Rewrite everything from the line containing "Practice step: pin every instance of the light" down to the line containing "[(256, 509)]", keeping every line, and raise each answer coordinate by 147. Leave the sample coordinates in the other lines unchanged.
-- start of GIVEN DATA --
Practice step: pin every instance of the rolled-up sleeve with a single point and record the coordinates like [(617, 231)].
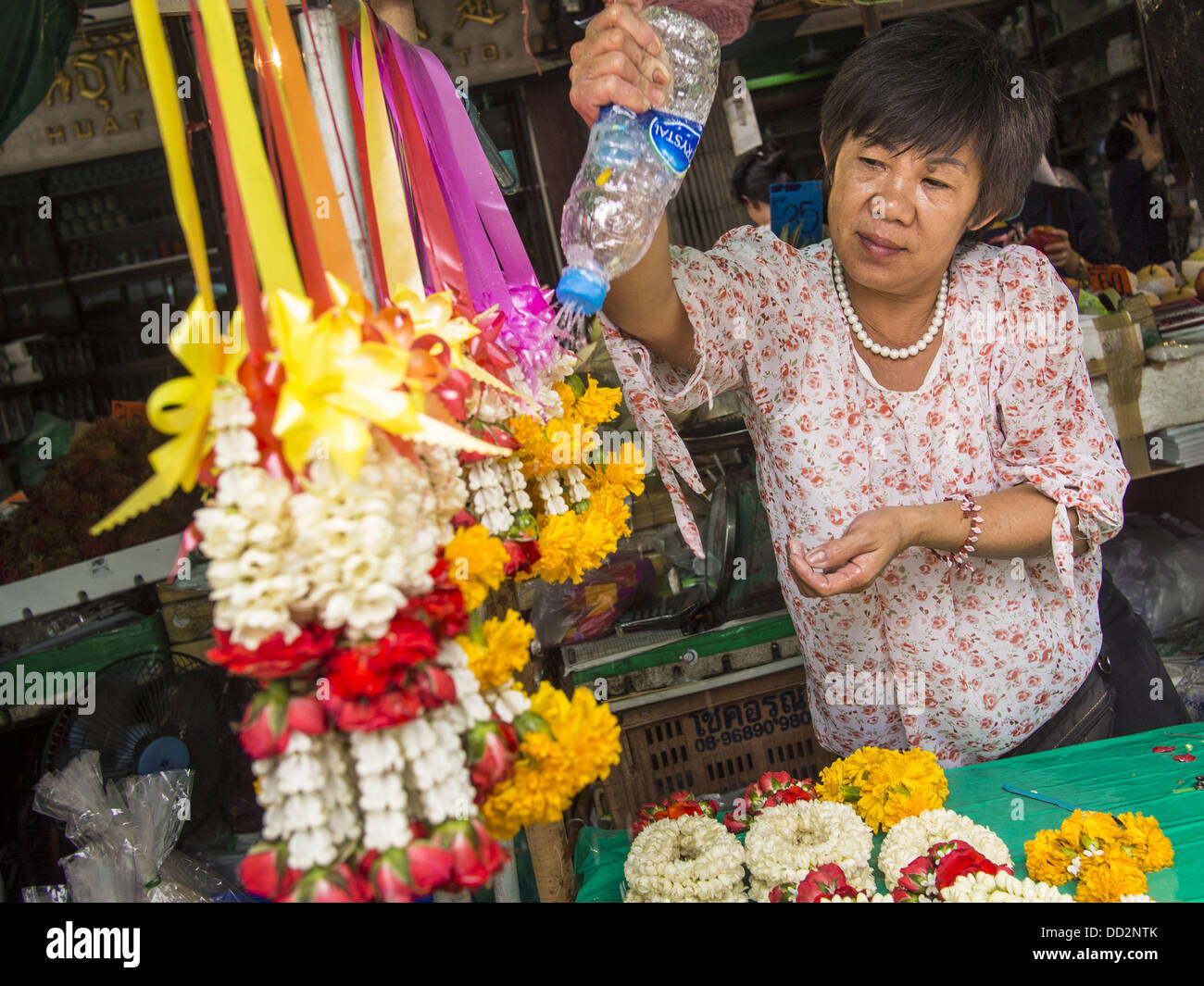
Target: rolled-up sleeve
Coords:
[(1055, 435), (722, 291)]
-- end of GIVEN DATA --
-- start of GIVEN DATA --
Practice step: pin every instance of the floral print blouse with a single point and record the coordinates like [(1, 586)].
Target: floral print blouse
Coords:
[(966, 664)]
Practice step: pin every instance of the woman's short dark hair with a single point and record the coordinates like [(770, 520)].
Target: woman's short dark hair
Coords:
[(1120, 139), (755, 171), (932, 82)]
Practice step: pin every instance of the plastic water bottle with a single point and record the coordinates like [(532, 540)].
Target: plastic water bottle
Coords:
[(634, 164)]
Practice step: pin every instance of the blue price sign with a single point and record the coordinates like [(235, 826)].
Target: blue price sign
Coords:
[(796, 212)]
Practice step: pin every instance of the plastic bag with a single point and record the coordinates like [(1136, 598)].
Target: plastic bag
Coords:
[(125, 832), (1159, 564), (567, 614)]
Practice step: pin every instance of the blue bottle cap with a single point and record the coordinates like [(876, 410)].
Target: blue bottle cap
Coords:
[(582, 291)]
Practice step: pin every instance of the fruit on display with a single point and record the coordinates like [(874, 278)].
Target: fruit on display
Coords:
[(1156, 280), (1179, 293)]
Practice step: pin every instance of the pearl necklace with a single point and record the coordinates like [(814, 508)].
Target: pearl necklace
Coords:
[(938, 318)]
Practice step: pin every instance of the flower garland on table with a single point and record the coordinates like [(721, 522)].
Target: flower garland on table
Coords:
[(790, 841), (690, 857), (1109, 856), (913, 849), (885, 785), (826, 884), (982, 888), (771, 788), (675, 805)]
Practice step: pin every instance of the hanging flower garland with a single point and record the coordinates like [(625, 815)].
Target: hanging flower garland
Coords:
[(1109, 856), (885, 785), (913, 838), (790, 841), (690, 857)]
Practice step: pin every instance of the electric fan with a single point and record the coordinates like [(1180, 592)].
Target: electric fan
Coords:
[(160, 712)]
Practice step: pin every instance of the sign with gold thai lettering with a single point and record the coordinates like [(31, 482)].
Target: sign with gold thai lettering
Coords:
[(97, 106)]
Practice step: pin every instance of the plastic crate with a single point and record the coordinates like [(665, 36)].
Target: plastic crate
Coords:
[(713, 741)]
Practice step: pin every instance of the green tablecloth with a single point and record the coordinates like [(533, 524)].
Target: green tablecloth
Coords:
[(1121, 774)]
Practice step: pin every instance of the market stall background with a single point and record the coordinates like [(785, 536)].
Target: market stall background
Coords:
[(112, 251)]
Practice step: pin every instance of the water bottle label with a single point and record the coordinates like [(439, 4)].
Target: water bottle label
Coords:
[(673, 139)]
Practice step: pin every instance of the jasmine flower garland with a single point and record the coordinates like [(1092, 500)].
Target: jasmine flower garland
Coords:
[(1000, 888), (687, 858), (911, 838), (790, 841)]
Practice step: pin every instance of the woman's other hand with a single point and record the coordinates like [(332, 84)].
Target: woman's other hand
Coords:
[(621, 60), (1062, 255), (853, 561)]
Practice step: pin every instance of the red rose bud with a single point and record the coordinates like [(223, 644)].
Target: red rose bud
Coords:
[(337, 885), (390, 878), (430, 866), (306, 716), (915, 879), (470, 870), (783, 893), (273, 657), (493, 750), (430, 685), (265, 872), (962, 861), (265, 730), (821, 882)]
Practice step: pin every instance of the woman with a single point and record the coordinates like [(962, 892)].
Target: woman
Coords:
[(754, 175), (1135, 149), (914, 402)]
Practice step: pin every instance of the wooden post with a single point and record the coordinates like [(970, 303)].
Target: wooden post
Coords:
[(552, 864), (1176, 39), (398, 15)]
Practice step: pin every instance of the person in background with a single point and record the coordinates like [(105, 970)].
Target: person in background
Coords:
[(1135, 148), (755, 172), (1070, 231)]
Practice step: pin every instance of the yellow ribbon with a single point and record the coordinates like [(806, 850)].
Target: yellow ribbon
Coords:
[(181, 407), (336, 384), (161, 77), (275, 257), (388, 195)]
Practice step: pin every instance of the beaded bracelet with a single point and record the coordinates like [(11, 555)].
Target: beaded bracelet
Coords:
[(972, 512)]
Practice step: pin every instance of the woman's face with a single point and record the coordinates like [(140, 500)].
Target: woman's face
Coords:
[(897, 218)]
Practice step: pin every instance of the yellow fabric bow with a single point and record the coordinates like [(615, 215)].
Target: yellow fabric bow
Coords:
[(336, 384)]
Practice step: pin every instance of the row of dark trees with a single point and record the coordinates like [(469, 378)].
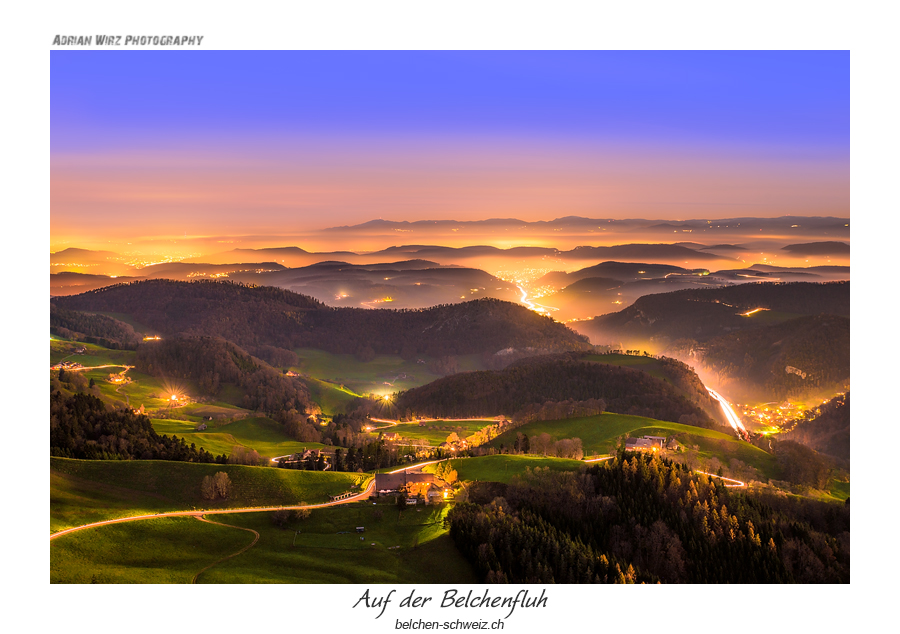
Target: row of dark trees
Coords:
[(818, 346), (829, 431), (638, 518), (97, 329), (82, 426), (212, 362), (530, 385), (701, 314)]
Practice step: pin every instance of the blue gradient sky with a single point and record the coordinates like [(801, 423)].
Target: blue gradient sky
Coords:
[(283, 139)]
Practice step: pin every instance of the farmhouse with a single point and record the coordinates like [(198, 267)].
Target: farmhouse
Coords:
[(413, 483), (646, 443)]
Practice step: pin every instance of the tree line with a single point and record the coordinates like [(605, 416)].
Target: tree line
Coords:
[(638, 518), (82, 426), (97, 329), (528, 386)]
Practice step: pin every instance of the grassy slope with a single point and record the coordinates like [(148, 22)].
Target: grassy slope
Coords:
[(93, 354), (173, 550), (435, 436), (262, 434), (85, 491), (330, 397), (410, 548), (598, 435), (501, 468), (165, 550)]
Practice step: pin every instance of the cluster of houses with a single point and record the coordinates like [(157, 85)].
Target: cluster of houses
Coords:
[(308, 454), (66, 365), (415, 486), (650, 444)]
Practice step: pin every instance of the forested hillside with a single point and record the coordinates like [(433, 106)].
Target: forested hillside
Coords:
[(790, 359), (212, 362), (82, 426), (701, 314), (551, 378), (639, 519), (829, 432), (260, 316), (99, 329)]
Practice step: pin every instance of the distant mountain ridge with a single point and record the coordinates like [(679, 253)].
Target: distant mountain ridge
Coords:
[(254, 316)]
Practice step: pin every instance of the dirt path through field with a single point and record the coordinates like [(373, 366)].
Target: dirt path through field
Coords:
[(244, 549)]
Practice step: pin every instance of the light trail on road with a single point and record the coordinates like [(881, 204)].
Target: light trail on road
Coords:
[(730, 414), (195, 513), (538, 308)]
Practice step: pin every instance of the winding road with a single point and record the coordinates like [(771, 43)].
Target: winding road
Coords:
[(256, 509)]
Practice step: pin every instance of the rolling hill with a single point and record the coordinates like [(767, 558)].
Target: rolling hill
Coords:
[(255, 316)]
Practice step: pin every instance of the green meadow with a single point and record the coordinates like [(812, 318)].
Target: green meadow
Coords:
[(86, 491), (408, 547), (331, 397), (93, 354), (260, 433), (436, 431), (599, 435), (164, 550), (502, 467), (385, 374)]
-- end of GIVEN DATA --
TASK SOLUTION:
Practice step: pin every instance of the light trail on road with a single point and record the coordinates like [(881, 204)].
Target: light trail on road
Coords:
[(877, 561), (342, 660), (685, 455)]
Practice step: pin every instance of the winding road with a single point and record the coordinates like [(771, 43)].
Target: winding road
Coords:
[(403, 656)]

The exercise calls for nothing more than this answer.